Are you ready to maybe vote in a non-binding referendum on whether Parliament should treat such non-binding referenda as binding? Or, does your head hurt yet?
Following on from the "success" of the anti-anti-smacking law petition and resultant Citizens' Initiated Referendum asking us "Should a smack as part of good parental correction be a criminal offence in New Zealand?", Larry Baldock is gunning for bigger game. This time he's out to change our system of representative democracy.
Of course, I put quote marks around the word success in the previous paragraph because for Larry Baldock and his compadres, the fact that s.59 remains in the Crimes Act means the battle is not yet won. Sure, the high priest of un-PC parenting, Nigel Latta, may have concluded that police and social workers are not prosecuting "good parents" just for "smacking" (as well as having some pretty scathing words for some in the "pro-smacking" lobby). Sure, John Key's promise to repeal the law if it is shown not to be working remains on the table. But the people spoke and they weren't listened to. So now things have to go to a whole new level.
In fact, Larry Baldock wants another Citizens' Initiated Referendum, asking us whether such referenda results should be binding on Parliament. He put his proposed question - "Should Citizens Initiated Referenda seeking to repeal or amend a law be binding?” - to The Clerk of the House of Representatives back in September. Following some submissions on that wording, The Clerk has just announced her decision that the question will be: "Should Parliament be required to pass legislation that implements the majority result of a Citizens' Initiated Referendum where that result supports a law change?"

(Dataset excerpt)
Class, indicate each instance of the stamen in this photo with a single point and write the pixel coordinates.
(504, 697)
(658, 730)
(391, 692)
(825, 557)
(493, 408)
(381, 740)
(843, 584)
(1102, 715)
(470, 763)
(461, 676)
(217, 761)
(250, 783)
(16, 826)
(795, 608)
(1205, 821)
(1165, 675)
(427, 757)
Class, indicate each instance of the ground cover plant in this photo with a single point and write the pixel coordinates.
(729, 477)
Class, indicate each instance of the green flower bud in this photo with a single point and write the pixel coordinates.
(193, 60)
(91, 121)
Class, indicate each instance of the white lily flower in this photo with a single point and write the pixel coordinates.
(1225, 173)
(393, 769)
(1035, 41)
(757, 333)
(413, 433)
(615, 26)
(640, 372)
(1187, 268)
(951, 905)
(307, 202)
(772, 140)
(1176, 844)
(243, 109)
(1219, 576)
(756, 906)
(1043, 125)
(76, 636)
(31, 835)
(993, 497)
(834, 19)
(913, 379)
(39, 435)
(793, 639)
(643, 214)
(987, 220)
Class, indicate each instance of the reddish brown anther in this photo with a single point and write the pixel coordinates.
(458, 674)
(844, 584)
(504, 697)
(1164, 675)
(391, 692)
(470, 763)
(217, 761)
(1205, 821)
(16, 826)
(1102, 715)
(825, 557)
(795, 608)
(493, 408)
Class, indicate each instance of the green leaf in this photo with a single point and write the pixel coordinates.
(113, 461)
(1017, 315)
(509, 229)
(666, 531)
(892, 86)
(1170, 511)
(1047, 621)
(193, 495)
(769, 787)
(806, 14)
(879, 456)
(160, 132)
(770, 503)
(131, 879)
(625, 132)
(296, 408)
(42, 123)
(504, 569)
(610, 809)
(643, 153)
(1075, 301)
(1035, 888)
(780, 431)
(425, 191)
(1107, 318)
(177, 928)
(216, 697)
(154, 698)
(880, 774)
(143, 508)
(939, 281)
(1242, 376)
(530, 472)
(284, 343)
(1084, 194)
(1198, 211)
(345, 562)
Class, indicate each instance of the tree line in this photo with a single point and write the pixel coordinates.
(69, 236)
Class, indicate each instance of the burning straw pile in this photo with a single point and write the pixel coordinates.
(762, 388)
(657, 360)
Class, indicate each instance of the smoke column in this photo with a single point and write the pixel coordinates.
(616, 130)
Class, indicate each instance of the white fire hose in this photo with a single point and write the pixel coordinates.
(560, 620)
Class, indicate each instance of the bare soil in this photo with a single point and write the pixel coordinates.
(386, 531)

### Brief A
Report how many lines of the records contain the word "flower", giving only the number.
### Brief B
Pick up the passage on Larry Baldock's referendum proposal after its last sentence and continue writing it.
The passage on Larry Baldock's referendum proposal and the records come from separate sources.

### Right answer A
2

### Right answer B
There's no guarantee we'll ever have to vote on this issue. To force a referendum, Larry Baldock et al will have to gather some 300,000 signatures in the next year. That's a tough ask. I guess we'll have to wait and see if this issue raises the same passion as did the anti-anti-smacking cause, but early indications don't look promising.
But let's say the requisite number of people do put their names to this proposal. Or, to put it another way, should you be one of those who do so? Is Larry Baldock's suggestion a good one, worthy of support?
It may come as no surprise that I think not. First up, the actual question doesn't really give much guidance on what you're going to get from it. I get the basic concern that underpins it: "we live in a democracy, don't we? The bloody government should do what we, the majority, want!" More on that sentiment later.
But what does it actually mean to require legislation be passed "that implements the majority result" of a referendum supporting a law change? (Of course, even if a majority voted in favour of this question, it wouldn't actually "require" anything as that referendum couldn't legally bind Parliament ... at most it would indicate to MPs that they ought to treat future referenda results as if they were legally binding on them.)
Let's take the anti-anti-smacking referendum as an example, and just agree for now that the majority voting in that referendum did want some sort of change to s.59 of the Crimes Act. What would Larry Baldock's proposed question do to this issue?
Well, obviously Parliament would be "required" (albeit in a moral, not a legal sense) to pass a law to implement the majority result and make a smack as part of good parental correction not a criminal offence. Simple enough, right? But just how is Parliament meant to implement that result? Simply get rid of the ban on using force for correction altogether, as Larry Baldock wanted? Or amend s.59 to permit a defined level of "reasonable force" for corrective purposes, as John Boscawen proposes? I mean, does the majority result in the referendum require that Parliament allow parents to use wooden spoons and rulers on their children or not?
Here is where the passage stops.